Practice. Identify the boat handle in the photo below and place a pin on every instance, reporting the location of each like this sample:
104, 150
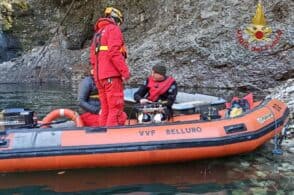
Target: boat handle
235, 128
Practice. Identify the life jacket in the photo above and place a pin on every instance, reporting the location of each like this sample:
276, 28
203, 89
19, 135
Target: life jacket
98, 47
158, 88
239, 105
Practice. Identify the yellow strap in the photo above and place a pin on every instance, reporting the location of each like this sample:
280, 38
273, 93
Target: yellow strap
103, 48
94, 96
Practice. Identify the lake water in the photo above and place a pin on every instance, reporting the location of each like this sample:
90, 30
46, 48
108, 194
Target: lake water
259, 172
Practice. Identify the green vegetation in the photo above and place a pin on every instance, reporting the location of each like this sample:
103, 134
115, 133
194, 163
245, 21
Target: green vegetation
6, 12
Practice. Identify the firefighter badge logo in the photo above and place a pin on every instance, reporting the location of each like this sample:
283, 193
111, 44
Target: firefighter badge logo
258, 36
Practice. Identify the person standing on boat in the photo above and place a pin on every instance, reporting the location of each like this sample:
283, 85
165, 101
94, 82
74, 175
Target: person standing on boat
158, 88
108, 58
88, 101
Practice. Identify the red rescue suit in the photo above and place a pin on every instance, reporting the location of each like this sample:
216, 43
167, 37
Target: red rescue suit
110, 68
158, 88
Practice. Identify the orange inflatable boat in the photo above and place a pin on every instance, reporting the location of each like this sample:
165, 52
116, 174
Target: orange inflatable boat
182, 138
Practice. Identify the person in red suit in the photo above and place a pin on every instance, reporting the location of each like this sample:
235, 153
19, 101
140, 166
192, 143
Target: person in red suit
108, 58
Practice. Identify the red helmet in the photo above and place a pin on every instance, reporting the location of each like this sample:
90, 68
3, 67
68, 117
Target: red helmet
115, 14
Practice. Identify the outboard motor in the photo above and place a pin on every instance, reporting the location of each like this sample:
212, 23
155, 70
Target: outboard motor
151, 113
13, 118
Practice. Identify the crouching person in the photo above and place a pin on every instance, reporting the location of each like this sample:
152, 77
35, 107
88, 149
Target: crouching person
158, 88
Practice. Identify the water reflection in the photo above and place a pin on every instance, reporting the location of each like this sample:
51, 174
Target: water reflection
254, 173
39, 98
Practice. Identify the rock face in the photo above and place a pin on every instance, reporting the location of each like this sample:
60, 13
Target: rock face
196, 39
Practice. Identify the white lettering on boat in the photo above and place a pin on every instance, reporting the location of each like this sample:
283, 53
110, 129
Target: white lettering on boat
147, 133
188, 130
264, 118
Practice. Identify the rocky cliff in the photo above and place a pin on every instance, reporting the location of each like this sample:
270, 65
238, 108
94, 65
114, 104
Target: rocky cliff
196, 39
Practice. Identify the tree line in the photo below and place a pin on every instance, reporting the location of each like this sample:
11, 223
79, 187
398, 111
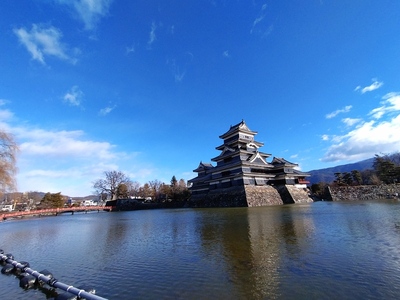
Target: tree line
385, 170
117, 185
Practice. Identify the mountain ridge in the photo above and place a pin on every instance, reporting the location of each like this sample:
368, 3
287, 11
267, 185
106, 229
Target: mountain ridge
328, 174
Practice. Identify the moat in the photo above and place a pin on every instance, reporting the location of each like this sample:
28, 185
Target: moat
321, 250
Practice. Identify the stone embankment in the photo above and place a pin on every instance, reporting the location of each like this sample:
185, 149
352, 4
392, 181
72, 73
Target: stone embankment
363, 192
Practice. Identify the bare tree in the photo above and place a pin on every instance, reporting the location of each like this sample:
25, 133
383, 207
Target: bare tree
8, 151
134, 189
155, 186
111, 182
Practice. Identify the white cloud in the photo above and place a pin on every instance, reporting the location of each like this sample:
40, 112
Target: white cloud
390, 104
42, 41
130, 49
89, 11
105, 111
325, 137
380, 135
67, 161
74, 96
152, 35
374, 86
335, 113
350, 121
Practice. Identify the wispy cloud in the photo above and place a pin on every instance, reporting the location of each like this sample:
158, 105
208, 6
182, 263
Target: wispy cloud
371, 136
259, 18
350, 121
339, 111
179, 65
74, 96
130, 49
105, 111
152, 34
67, 161
374, 86
42, 41
89, 11
390, 103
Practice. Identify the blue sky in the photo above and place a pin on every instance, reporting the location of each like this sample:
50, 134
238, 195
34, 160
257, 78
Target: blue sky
146, 87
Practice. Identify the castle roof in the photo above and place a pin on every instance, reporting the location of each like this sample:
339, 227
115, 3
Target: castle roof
242, 127
203, 166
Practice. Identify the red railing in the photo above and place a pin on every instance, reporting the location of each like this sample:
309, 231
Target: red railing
48, 211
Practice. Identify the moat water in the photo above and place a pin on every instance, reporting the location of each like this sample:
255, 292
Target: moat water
320, 250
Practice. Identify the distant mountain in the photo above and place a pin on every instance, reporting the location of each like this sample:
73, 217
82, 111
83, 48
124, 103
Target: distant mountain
328, 175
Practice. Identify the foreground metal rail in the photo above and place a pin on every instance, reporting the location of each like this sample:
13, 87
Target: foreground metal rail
49, 211
50, 280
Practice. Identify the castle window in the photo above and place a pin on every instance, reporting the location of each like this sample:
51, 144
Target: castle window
228, 159
226, 173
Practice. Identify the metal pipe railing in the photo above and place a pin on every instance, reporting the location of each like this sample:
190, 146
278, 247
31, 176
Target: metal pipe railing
51, 281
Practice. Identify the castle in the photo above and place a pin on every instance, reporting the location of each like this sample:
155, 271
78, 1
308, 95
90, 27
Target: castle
243, 177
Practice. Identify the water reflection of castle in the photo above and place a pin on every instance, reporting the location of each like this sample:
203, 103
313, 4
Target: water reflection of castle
243, 177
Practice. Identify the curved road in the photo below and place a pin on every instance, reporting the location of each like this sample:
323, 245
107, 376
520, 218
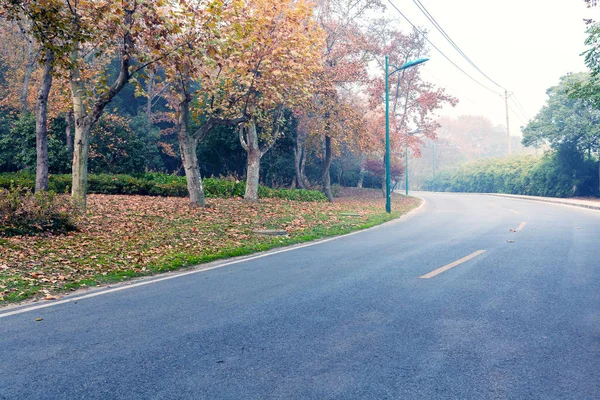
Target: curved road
366, 316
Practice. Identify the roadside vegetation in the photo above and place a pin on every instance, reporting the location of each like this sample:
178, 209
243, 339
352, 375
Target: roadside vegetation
549, 175
122, 237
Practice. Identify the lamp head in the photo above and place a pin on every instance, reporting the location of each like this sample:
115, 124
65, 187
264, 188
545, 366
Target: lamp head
412, 63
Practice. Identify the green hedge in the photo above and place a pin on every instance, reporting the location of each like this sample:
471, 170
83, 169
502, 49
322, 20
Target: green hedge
547, 176
156, 184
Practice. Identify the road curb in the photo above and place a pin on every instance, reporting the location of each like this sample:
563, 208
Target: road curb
545, 200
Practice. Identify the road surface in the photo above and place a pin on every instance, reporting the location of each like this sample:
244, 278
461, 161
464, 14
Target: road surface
447, 303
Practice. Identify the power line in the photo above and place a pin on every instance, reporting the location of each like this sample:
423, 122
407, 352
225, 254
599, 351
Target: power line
522, 108
516, 114
441, 52
521, 112
449, 39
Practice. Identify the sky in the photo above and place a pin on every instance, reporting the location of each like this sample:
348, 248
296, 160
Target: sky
523, 45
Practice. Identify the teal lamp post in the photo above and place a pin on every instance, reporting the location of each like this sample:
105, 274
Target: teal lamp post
388, 179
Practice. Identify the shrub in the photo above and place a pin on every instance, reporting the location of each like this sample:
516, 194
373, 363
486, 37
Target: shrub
25, 213
156, 184
554, 175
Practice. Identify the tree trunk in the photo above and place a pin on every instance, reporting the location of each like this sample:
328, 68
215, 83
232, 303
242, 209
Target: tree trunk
69, 131
298, 161
41, 124
383, 180
150, 92
81, 141
188, 144
253, 151
361, 173
81, 147
303, 178
188, 147
325, 176
31, 56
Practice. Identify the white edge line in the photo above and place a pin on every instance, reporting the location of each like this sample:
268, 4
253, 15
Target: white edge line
199, 269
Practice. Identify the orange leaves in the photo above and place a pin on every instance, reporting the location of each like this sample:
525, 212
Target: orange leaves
133, 235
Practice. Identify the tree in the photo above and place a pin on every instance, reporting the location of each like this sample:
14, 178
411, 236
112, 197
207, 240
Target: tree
135, 31
566, 122
412, 101
264, 59
44, 22
346, 55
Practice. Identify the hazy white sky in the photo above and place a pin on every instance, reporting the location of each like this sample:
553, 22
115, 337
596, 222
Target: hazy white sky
524, 45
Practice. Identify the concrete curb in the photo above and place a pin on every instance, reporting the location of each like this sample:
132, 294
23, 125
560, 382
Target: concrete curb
565, 202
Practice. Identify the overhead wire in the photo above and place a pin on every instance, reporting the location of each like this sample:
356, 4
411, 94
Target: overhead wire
441, 52
441, 30
521, 107
449, 39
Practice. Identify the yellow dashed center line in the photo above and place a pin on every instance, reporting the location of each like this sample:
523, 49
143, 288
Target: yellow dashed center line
452, 265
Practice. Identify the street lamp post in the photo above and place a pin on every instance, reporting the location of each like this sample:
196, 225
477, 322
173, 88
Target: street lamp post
388, 179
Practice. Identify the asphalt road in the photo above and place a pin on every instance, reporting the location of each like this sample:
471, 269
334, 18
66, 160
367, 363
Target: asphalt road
345, 319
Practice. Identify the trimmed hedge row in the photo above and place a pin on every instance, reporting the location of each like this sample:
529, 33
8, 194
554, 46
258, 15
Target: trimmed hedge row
528, 175
156, 184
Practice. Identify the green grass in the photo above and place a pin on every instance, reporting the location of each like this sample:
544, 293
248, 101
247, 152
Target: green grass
◇ ◇ ◇
Reproduce exactly the line that holds "Practice. Identify the overhead", then every line after it, ending with the final line of the records above.

--- FINISHED TASK ---
Practice. Identify the overhead wire in the photo above and place a pin on every instance, reporting the location of each like this sample:
356, 4
411, 94
Target: overhead wire
441, 52
441, 30
521, 107
449, 39
Practice. Identify the yellow dashed center line in the photo above and place a pin on every instance, reporting the location of each like this sample:
523, 49
143, 288
Target: yellow dashed center line
452, 265
Practice. Identify the street lamp post in the photo above and place a pin on every instance, reporting the location of each like this sample:
196, 225
477, 322
173, 88
Target: street lamp post
388, 179
Practice. Identify the asphalt road in the photo above and place a pin on every instance, reporting the location of each like this sample:
471, 269
334, 18
66, 160
367, 363
Target: asphalt road
345, 319
Practice. Identify the trimmed hedge row in the photo above and place a pin on every instance, reporting the location of each like this sample:
529, 33
8, 194
554, 46
258, 15
Target: trimmed hedge row
528, 175
156, 184
Practice. Identify the green grass in the photo above and place a pin on every instance, reporting the location of each like this sample:
544, 293
248, 101
247, 152
Target: green grass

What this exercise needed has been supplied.